=== The records ===

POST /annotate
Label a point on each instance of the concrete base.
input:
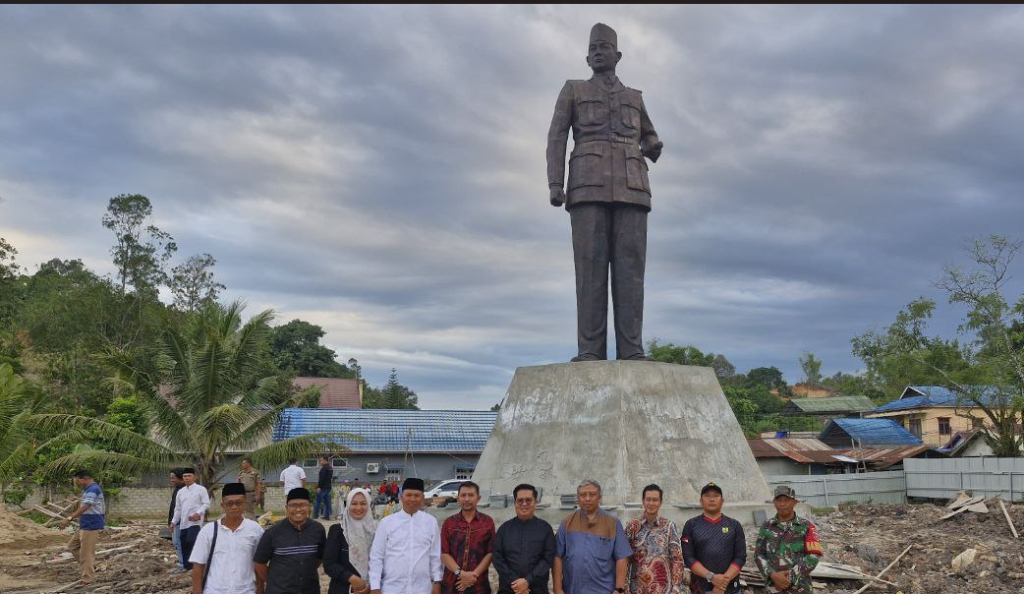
(625, 424)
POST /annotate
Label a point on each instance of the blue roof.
(388, 430)
(871, 431)
(923, 397)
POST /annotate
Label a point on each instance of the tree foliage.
(193, 285)
(295, 346)
(986, 371)
(207, 396)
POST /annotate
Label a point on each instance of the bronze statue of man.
(607, 196)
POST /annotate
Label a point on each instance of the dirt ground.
(32, 557)
(871, 536)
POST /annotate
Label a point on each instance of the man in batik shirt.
(656, 565)
(787, 548)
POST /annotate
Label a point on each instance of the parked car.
(448, 488)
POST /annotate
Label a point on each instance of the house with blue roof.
(931, 413)
(865, 432)
(390, 444)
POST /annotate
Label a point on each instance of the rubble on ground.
(871, 536)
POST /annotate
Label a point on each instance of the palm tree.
(18, 402)
(206, 392)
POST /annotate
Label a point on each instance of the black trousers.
(609, 237)
(187, 542)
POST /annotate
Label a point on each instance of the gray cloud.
(380, 170)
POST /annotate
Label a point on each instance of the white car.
(444, 489)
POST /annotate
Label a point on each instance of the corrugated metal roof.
(870, 431)
(385, 430)
(835, 405)
(928, 397)
(335, 392)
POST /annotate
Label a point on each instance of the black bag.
(209, 558)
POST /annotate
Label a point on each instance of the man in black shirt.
(294, 548)
(714, 547)
(176, 476)
(324, 489)
(523, 549)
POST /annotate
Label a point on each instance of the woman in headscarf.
(346, 556)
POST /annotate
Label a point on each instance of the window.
(915, 427)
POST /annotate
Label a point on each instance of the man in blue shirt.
(91, 520)
(592, 551)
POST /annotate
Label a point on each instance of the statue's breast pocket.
(630, 109)
(592, 112)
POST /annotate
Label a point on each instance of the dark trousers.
(187, 542)
(323, 499)
(609, 238)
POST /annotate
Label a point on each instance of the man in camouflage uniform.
(787, 548)
(253, 482)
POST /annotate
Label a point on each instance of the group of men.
(591, 552)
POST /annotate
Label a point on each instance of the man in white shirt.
(293, 476)
(189, 507)
(406, 556)
(222, 557)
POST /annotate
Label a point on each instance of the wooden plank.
(1006, 514)
(883, 571)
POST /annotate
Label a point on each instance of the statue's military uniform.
(790, 546)
(608, 197)
(251, 479)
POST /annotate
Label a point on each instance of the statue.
(607, 197)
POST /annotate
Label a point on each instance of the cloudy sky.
(380, 171)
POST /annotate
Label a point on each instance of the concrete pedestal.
(625, 424)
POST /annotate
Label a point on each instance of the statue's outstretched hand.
(557, 197)
(652, 152)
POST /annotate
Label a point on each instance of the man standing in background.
(91, 520)
(251, 479)
(192, 505)
(177, 482)
(324, 483)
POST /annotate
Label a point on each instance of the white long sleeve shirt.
(406, 556)
(190, 500)
(231, 566)
(292, 477)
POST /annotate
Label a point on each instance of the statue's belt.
(607, 138)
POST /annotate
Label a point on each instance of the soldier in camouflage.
(787, 548)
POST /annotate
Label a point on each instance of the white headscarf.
(359, 534)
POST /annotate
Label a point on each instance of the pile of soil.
(871, 536)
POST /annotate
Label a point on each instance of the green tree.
(140, 251)
(812, 369)
(19, 400)
(770, 377)
(193, 284)
(206, 397)
(9, 272)
(986, 372)
(391, 395)
(689, 354)
(295, 346)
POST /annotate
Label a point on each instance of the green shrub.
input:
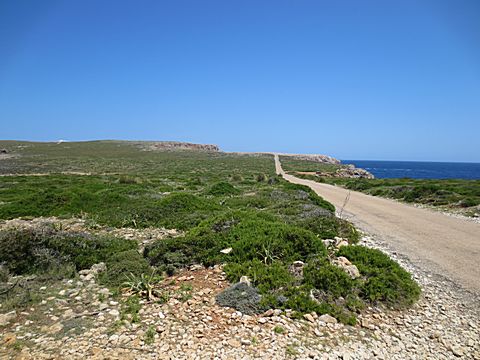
(311, 194)
(265, 277)
(328, 278)
(122, 265)
(250, 235)
(84, 250)
(223, 188)
(28, 251)
(387, 281)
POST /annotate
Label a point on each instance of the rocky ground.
(79, 319)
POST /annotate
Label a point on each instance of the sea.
(418, 169)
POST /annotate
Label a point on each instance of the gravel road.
(444, 245)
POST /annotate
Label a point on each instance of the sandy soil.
(441, 244)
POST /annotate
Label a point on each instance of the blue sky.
(394, 80)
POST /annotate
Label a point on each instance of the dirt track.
(439, 243)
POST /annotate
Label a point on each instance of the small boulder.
(5, 319)
(296, 269)
(242, 297)
(328, 319)
(309, 317)
(246, 280)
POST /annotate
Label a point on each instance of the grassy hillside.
(220, 201)
(290, 164)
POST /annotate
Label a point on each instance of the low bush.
(222, 188)
(28, 251)
(251, 236)
(265, 277)
(124, 264)
(386, 281)
(329, 279)
(311, 194)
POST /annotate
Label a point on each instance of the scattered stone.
(327, 319)
(241, 297)
(245, 280)
(309, 317)
(5, 319)
(114, 312)
(296, 269)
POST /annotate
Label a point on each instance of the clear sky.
(384, 79)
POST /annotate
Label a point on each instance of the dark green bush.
(387, 281)
(223, 188)
(266, 277)
(84, 250)
(28, 251)
(328, 278)
(122, 264)
(311, 194)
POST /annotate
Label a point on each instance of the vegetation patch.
(233, 209)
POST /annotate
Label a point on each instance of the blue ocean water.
(418, 169)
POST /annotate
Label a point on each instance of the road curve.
(439, 243)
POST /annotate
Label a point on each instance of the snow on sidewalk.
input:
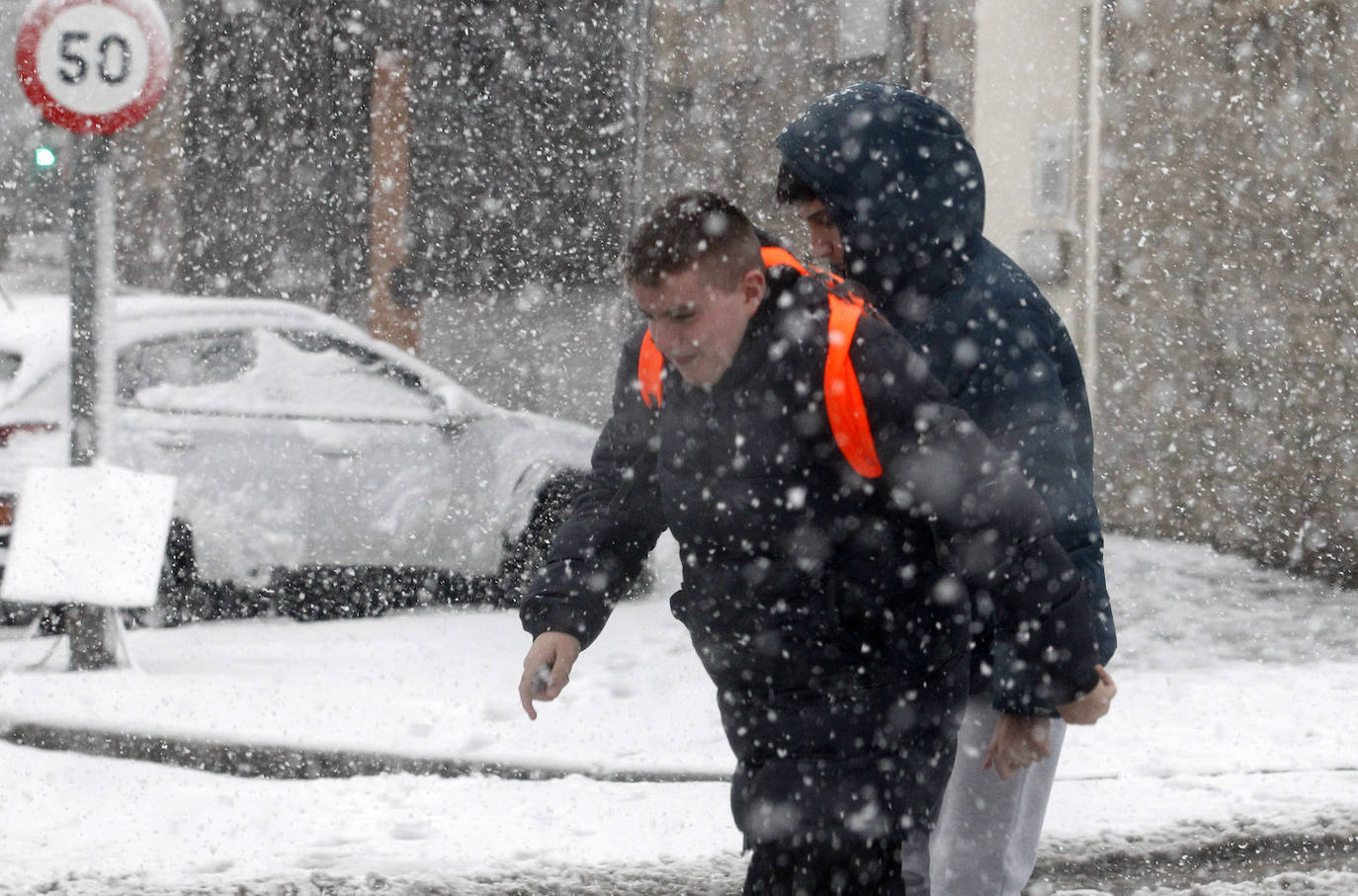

===

● **Exercise goal**:
Report every line of the records that contains the word "white".

● **Result below**:
Label a point on each instance of the white car.
Label a point on each instance of the man in white shirt.
Label a point on each instance of the white long sleeve shirt.
Label a point on each instance of the white headscarf.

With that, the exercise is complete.